Exercise brief:
Condense the paragraph that begins "Psalm 83 is written amidst deep distress" in the Psalm 83 reflection below into a shorter version that keeps its main facts.

A Psalm in Silence

Psalm 83 is written amidst deep distress. Verses 6-8 present a scene in which the surrounding nations have hemmed Israel in, conspiring against her. The psalmist fears their attack and the devastation that would follow. Thus the psalm begins with a plea, “O God, do not keep silence; do not hold your peace or be still, O God!”
Reflecting on the anguish of Psalm 83, D.P. Myers writes, “I don’t know about you, but there have been times in my life when I felt the same way. With a major problem pressing down upon me, I looked around to friends and companions but found no real respite from my troubles. My sleep, which is often a familiar escape, became troubled as the pressure caused me to wake, realizing I had no safe place to go for sanctuary. I think this is why Asaph begins Psalm 83 with a plea that God does not stay silent. For at this time, the people looked at their present circumstances and saw their promised land crumbling and being dismantled piece by piece, they looked to their past and saw the depravity that had taken hold of their land, and they looked to their future and all they could find was silence. They…longed to hear God’s voice once again. They longed…to be held safely in the arms of one who has everything under control.”

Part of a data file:
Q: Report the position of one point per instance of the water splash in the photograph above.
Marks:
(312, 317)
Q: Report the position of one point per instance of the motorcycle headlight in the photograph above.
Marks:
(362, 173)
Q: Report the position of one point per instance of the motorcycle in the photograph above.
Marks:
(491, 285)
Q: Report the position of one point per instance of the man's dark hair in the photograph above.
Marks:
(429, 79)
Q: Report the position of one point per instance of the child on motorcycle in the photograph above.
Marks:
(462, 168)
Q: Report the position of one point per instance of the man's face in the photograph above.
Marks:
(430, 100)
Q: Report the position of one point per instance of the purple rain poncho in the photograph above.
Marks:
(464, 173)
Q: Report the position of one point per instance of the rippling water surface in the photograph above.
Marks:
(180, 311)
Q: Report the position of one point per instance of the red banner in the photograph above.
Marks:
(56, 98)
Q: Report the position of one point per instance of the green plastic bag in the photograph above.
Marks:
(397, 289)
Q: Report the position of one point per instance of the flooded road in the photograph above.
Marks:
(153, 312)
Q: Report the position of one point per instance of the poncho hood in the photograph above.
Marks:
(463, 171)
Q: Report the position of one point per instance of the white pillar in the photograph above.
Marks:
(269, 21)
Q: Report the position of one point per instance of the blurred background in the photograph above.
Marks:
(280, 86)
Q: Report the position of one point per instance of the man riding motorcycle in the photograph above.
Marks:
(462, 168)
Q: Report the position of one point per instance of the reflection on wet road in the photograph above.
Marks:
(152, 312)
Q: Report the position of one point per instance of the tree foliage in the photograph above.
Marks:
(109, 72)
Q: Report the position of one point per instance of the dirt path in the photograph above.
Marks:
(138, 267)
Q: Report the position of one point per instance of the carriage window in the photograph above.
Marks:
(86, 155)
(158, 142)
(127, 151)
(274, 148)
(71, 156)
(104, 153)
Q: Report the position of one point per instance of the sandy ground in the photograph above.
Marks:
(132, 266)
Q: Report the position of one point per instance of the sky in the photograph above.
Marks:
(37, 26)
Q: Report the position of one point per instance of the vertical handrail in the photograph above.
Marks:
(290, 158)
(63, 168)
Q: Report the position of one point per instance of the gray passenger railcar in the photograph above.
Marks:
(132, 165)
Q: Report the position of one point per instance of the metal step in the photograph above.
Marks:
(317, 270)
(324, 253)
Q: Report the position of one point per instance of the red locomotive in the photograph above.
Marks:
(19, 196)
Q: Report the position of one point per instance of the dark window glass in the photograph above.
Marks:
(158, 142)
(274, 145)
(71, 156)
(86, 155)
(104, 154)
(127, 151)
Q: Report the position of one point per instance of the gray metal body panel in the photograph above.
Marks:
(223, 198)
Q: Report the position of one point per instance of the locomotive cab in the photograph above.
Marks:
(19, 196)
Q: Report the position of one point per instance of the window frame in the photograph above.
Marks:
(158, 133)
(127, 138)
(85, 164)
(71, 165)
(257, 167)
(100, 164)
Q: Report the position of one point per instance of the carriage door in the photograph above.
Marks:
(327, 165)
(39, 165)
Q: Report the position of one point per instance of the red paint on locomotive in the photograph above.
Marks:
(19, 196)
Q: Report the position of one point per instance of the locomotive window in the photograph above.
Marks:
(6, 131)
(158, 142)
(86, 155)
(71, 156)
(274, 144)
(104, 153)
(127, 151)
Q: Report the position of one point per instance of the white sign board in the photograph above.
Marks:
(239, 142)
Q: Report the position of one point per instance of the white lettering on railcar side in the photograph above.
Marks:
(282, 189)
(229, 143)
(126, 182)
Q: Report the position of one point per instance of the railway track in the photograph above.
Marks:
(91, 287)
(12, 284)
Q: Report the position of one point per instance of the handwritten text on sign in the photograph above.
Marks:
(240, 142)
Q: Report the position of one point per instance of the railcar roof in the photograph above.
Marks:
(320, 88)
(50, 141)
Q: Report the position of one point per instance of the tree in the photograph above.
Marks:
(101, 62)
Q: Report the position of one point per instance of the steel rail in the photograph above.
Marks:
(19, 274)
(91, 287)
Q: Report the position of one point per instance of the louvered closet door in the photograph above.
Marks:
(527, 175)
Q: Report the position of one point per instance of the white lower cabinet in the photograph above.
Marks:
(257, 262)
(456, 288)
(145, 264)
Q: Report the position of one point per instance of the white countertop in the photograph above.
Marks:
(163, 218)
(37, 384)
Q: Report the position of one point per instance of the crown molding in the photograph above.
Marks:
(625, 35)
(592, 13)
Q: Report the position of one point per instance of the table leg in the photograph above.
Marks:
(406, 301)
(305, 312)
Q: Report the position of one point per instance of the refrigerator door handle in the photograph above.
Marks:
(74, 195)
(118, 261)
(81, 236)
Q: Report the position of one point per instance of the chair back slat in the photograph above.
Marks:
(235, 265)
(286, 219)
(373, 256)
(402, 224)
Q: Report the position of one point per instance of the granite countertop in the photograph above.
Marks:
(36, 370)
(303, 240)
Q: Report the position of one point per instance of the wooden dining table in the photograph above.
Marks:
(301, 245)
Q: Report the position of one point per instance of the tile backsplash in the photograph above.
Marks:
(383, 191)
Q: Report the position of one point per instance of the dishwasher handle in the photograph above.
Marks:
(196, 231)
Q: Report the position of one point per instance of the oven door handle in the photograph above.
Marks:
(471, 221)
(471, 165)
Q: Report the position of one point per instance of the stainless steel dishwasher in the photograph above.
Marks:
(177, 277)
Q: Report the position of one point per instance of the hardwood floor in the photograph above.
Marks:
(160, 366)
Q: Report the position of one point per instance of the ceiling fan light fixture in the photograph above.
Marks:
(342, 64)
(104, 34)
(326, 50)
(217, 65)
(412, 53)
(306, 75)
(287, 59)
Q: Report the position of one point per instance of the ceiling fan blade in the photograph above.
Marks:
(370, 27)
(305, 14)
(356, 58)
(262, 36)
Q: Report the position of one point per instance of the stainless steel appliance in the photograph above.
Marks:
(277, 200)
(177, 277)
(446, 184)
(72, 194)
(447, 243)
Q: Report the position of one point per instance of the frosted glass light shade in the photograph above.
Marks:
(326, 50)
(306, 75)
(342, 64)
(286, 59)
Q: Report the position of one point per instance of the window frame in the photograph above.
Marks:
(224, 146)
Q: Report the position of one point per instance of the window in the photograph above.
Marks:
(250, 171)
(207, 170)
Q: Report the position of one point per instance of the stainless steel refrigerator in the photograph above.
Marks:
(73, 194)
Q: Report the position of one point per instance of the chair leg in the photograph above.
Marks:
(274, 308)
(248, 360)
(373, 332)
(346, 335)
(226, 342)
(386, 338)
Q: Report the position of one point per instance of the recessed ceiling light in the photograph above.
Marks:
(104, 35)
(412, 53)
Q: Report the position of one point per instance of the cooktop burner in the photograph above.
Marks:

Written response:
Psalm 83 arises from deep distress. In verses 6-8, the surrounding nations have hemmed Israel in and are conspiring against her. Fearing their attack and the devastation it would bring, the psalmist opens with the plea, "O God, do not keep silence; do not hold your peace or be still, O God!"